───── PROVIDED RECORDS ─────

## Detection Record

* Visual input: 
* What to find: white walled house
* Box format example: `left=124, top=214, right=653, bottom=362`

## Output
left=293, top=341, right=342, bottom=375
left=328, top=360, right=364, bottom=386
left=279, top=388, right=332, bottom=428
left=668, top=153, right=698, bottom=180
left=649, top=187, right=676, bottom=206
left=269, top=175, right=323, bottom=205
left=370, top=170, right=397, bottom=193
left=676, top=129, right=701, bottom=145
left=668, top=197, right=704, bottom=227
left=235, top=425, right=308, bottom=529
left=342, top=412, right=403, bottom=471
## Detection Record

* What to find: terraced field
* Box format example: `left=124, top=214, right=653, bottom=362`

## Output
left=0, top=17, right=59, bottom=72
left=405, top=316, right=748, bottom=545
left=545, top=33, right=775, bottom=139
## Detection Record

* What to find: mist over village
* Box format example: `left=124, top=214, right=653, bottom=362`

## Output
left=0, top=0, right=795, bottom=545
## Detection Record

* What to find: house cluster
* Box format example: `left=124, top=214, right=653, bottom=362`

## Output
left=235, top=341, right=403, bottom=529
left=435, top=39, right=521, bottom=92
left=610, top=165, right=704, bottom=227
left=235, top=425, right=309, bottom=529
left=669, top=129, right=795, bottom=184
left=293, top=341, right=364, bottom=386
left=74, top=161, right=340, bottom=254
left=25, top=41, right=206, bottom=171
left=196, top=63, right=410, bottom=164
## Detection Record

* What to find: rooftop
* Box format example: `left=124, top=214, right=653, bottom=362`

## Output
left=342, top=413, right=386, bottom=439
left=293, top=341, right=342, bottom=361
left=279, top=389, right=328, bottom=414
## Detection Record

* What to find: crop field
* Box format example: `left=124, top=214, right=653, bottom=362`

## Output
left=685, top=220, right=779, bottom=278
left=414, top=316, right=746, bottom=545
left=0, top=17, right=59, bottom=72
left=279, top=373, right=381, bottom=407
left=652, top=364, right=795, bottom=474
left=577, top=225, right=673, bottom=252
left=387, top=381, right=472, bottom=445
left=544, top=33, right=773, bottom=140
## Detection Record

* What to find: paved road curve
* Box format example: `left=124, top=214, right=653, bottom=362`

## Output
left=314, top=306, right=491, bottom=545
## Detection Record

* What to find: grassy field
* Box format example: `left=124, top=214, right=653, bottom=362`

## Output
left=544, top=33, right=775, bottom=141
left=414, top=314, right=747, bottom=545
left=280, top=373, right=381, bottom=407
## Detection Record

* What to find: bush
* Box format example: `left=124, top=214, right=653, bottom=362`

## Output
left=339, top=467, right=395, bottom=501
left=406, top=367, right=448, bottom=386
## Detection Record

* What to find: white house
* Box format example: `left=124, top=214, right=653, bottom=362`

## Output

─────

WHAT YOU ARE ASKED TO DO:
Can you rewrite all of the data above as a numbered list, dropping the blank lines?

EXERCISE ANSWER:
1. ## Detection Record
2. * Visual input: 
3. * What to find: white walled house
4. * Box format example: `left=124, top=214, right=653, bottom=362`
5. ## Output
6. left=293, top=341, right=342, bottom=375
7. left=328, top=360, right=364, bottom=386
8. left=279, top=388, right=332, bottom=428
9. left=668, top=153, right=698, bottom=180
10. left=649, top=187, right=676, bottom=206
11. left=269, top=175, right=323, bottom=205
12. left=370, top=170, right=397, bottom=193
13. left=676, top=129, right=701, bottom=145
14. left=668, top=197, right=704, bottom=227
15. left=235, top=425, right=308, bottom=529
16. left=342, top=412, right=403, bottom=471
17. ## Detection Record
18. * What to find: terraced field
19. * Box format example: `left=124, top=214, right=653, bottom=362`
20. ## Output
21. left=0, top=17, right=59, bottom=72
22. left=405, top=316, right=748, bottom=545
23. left=545, top=33, right=775, bottom=139
24. ## Detection Record
25. * What to find: mist over village
26. * Box format example: `left=124, top=214, right=653, bottom=362`
27. ## Output
28. left=0, top=0, right=795, bottom=545
29. ## Detection Record
30. * What to find: house cluster
31. * Box format example: `left=124, top=214, right=653, bottom=362`
32. ## Output
33. left=235, top=341, right=403, bottom=529
34. left=435, top=39, right=521, bottom=92
35. left=610, top=165, right=704, bottom=227
36. left=235, top=425, right=309, bottom=529
37. left=669, top=129, right=795, bottom=184
38. left=293, top=341, right=364, bottom=386
39. left=74, top=161, right=340, bottom=254
40. left=25, top=41, right=206, bottom=171
41. left=196, top=63, right=410, bottom=164
42. ## Detection Record
43. * What to find: rooftop
44. * Box format example: `left=124, top=214, right=653, bottom=362`
45. ## Output
46. left=342, top=413, right=386, bottom=439
47. left=293, top=341, right=342, bottom=361
48. left=279, top=389, right=328, bottom=414
49. ## Detection Record
50. * What to find: crop field
51. * Box format example: `left=124, top=214, right=653, bottom=362`
52. ## Output
53. left=685, top=220, right=779, bottom=278
54. left=414, top=316, right=746, bottom=545
55. left=0, top=17, right=59, bottom=72
56. left=279, top=373, right=381, bottom=407
57. left=652, top=364, right=795, bottom=474
58. left=577, top=225, right=673, bottom=252
59. left=387, top=381, right=472, bottom=445
60. left=544, top=33, right=773, bottom=140
61. ## Detection Record
62. * What to find: paved road curve
63. * Box format example: `left=124, top=214, right=653, bottom=362`
64. ## Output
65. left=314, top=306, right=491, bottom=545
66. ## Detection Record
67. * What to find: grassy field
68. * Box format example: `left=124, top=214, right=653, bottom=362`
69. ## Output
70. left=544, top=33, right=775, bottom=141
71. left=414, top=314, right=747, bottom=545
72. left=280, top=373, right=381, bottom=407
73. ## Detection Record
74. * What to find: bush
75. * Box format example: `left=124, top=214, right=653, bottom=362`
76. ## Output
77. left=339, top=467, right=395, bottom=501
78. left=406, top=367, right=448, bottom=386
79. ## Detection Record
80. * What to find: white house
81. * Box format example: `left=124, top=214, right=653, bottom=362`
82. ## Output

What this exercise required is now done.